Rows from a dataset
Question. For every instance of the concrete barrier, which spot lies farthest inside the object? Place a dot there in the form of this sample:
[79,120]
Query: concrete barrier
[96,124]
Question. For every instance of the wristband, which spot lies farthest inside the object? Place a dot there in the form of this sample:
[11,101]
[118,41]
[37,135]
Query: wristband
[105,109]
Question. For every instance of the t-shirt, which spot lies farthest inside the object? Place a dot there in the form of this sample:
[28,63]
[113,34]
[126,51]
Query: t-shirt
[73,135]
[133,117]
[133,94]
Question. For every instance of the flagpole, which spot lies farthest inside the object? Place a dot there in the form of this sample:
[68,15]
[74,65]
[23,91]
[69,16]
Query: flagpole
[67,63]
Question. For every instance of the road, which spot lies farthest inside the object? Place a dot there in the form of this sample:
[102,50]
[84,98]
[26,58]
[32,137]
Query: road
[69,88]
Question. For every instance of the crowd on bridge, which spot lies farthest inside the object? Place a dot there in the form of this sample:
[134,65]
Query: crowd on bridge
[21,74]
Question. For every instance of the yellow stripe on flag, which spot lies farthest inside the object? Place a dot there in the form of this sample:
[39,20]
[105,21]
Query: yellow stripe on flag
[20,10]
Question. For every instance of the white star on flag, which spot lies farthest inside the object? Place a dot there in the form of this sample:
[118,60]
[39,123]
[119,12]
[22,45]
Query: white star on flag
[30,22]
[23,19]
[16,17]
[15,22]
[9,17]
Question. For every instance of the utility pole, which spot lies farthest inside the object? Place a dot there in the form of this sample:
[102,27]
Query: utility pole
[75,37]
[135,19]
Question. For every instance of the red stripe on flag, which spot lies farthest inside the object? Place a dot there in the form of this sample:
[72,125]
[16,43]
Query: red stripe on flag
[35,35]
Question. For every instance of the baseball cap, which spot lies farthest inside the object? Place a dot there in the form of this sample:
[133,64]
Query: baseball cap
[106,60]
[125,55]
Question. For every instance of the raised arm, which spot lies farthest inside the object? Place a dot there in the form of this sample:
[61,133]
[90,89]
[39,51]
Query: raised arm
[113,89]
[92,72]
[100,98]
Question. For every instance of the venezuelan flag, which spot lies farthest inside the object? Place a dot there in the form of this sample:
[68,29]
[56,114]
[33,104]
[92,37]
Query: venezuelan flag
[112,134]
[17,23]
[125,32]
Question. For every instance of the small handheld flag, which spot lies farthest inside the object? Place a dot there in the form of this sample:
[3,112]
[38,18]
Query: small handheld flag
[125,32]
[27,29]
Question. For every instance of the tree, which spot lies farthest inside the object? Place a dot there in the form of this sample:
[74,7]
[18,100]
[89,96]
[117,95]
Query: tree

● **Instruction**
Repeat the records exactly, including every line.

● **Solution**
Question. For every instance of the concrete barrier, which spot lies farthest inside the object? Place a dot there in the form of this sample:
[79,120]
Query: concrete barrier
[96,124]
Question. For every instance of the wristband, which spot lies farthest inside the object? Place a dot there in the form of this sample:
[11,101]
[118,41]
[37,135]
Query: wristband
[105,109]
Question. For every instance of the t-shirt, which spot lies farthest inside the object? Place a dot there in the form of this sample:
[28,63]
[113,34]
[126,51]
Query: t-shirt
[73,135]
[133,117]
[133,94]
Question. For every instance of the flagpole, which spot lies farthest inside the object? Place a dot there in the form of this sample:
[68,15]
[74,65]
[23,91]
[69,16]
Query: flagpole
[67,63]
Question. For every instance of the road, which spot lies farthest inside the object? Place a dot there in the form of this sample:
[102,50]
[84,98]
[26,58]
[32,137]
Query: road
[69,88]
Question. For every instance of the crowd on bridge, which spot lies farthest inside the object? Place a dot there in the form of this sample:
[134,65]
Query: crowd on bridge
[21,74]
Question. For every instance of the yellow stripe on flag, which spot lies farthest inside the object? Place a dot there in the form of this sample:
[39,20]
[105,21]
Query: yellow stripe on flag
[20,10]
Question. For every instance of the white star on flag, which spot lies farthest inside the object? Place a dot there in the form of this sample:
[118,60]
[39,123]
[119,12]
[22,45]
Query: white star on flag
[30,22]
[23,19]
[16,17]
[15,22]
[9,17]
Question. For every instance of the utility pole, which spot lies farthest inside the object? Place a dot there in the form of this sample:
[102,27]
Query: utility pole
[75,37]
[135,19]
Question. For every instance of the red stripe on flag, which spot lies farthest inside the object? Place a dot there in the form of this sample:
[72,125]
[16,43]
Query: red stripe on flag
[35,35]
Question. For every instance of the baseball cap, which spot lies farthest inside the object? Place a dot there in the form of this sample:
[133,64]
Query: baseball cap
[106,60]
[125,55]
Question. For every instance of the raised arm, which spot lies farthest inside the object? Place a dot there in the form of this sample:
[61,133]
[90,89]
[39,51]
Query: raised arm
[113,89]
[92,72]
[100,98]
Question. For every instance of the venezuelan flag, which spot lies farthest inside the object? Place a dot there in the form of this sample:
[68,29]
[56,114]
[33,104]
[92,37]
Query: venezuelan flag
[112,134]
[17,23]
[125,32]
Question. For every instance of the small handheld flag, which spot lies farthest inside the object? Place a dot there in the form of this sample:
[3,112]
[38,18]
Query: small handheld flag
[125,32]
[27,29]
Question. For every instance of the tree, which spot lies farthest inside the object? Place a dot there in the form of this sample:
[74,7]
[18,100]
[89,96]
[117,95]
Query: tree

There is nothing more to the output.